Document passage
<<<<

You got the first one in so I'll just sit and laugh buddy rather than compete!


----------



## youngdon (Mar 10, 2010)

youngdon said:


> If you were made of Iambic pentameter before the shark took both of your feet off you'd still have three left....
> 
> .


Thanks for always getting my obscure references Matt.


----------



## youngdon (Mar 10, 2010)

Suddenly having two left feet on the dance floor would not be so bad !


----------



## Mattuk (Oct 16, 2010)

I think this could run and run!


----------



## youngdon (Mar 10, 2010)

Look Ma no hands !


----------



## knapper (Feb 5, 2010)

Looks to me like we should not throw so much chlorine in the gene pool. I bet everyone of us has some dumb thing that we did and could have ended up like that guy. We keep them in a deep part of our heads and don't talk about them. Any one want to talk about how they were lucky enough to come out better then he did? I won't start it.


----------



## Mattuk (Oct 16, 2010)

I'll start!

http://www.skinnymoose.com/hooksandbullets/2011/02/22/avoidable-hunting-accidents/


----------



## youngdon (Mar 10, 2010)

I fell down the side of a canyon once... that was enough. I was hunting with a friend and stepped on a rock that let go and I tumbled head over heels down the very steep side of this canyon for about thirty feet. At which time I proceeded to roll,just in time to go through a prickly pear cactus that was about four feet high and six feet wide. I pretty much leveled it. I was covered from head to toe in cactus spines, some of which i kept finding for about three weeks. Several of them were embedded in the muscle and were pulled under the skin by my movement as we were trying to pull them out of me(when i could get my friend to stop laughing.


----------



## Antlerz22 (Apr 18, 2011)

I used to drink on occasion long ago, and my fav was Johhnie Walker Black. One problem however was it tore my stomach/bowels up--but not immediately. I went fishing with my stepbrother in a lake that had stumps galore all in it, so many in fact that you could only motor slowly around the perimeter slowly or go through with a trolling motor and a pole. The next morning after drinking heavy that night, we went all the way around the lakeon the opposite side and were fishing--when IT hit me! Man my bowels were crying for relief almost as if someone flipped a switch. So we both reeled our lines in and headed back to the landing where there were facilities. We couldnt get to the banks nearby because it was all marshy and had lily pads all along the shoreline practically to the landing-so thats why we were headed in. Anyway I couldnt wait to get there so I told him to stop. I then proceeded to hang my rear off the thin side of the gunwale but it was way to much pain on my thighs, so I went forward let the trolling motor down, threw out both anchors, and jumped in the water to do the deed. I used the trolling motor to have something to hang on to to keep from drifting etc..Well everything was going good--or so I thought--I could even feel the gas bubbles rising up my back! Once I started feeling relief, then I started looking around and thats when I noticed my dilemma---(at this point I have to give a hard learned lesson) solid movements sink --proof is in your own toilet--whereas diarrhea remains atop/floats. So there i was surrounded by all my relief--which made me yell at my stepbrother to come to the front and operate the trolling motor on low and "fan" it while I extended my arms to keep away from the propeller while it moved the contaminated water away from me. He could barely do it as he was laughing so hard he about fell in himself. I can say truthfully LESSON LERNED.

>>>>

Records shown

<<<<

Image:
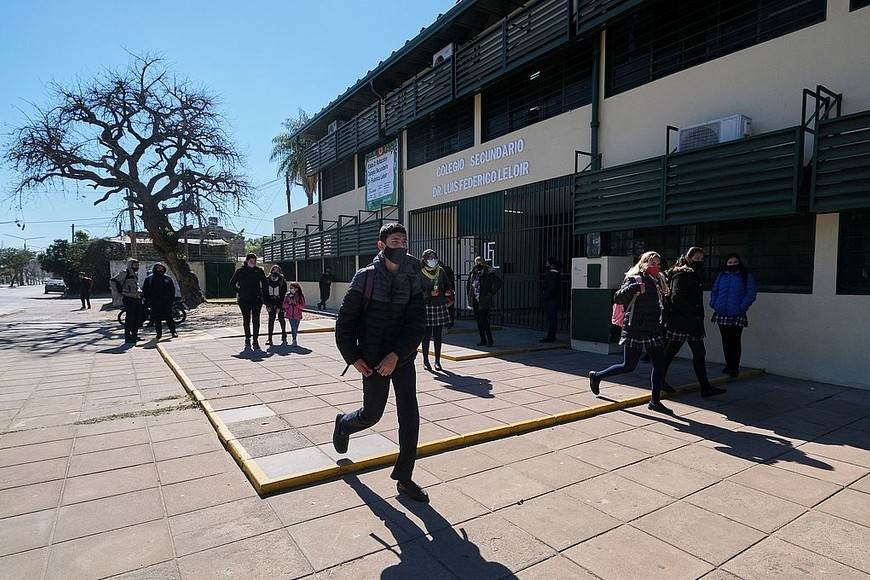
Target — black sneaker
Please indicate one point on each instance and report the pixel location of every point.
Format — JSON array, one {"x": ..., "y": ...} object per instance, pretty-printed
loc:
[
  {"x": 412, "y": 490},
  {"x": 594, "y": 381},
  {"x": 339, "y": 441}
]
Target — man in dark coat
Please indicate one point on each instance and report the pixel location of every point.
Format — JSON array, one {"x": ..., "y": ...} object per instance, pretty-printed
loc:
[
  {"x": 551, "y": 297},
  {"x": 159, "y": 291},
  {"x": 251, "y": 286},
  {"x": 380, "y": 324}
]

>>>>
<<<<

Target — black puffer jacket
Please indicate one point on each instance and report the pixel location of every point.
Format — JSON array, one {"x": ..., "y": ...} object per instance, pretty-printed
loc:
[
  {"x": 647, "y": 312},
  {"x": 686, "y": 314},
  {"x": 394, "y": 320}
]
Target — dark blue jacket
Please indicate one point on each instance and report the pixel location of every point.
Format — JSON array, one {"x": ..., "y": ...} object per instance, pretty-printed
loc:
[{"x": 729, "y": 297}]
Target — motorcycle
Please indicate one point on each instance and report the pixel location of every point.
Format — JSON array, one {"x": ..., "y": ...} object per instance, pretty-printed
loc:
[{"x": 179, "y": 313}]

>>>>

Assignment
Please answer from the forum thread: about how far did youngdon tumble down the side of the canyon before rolling through the prickly pear cactus?

The completed task
About thirty feet.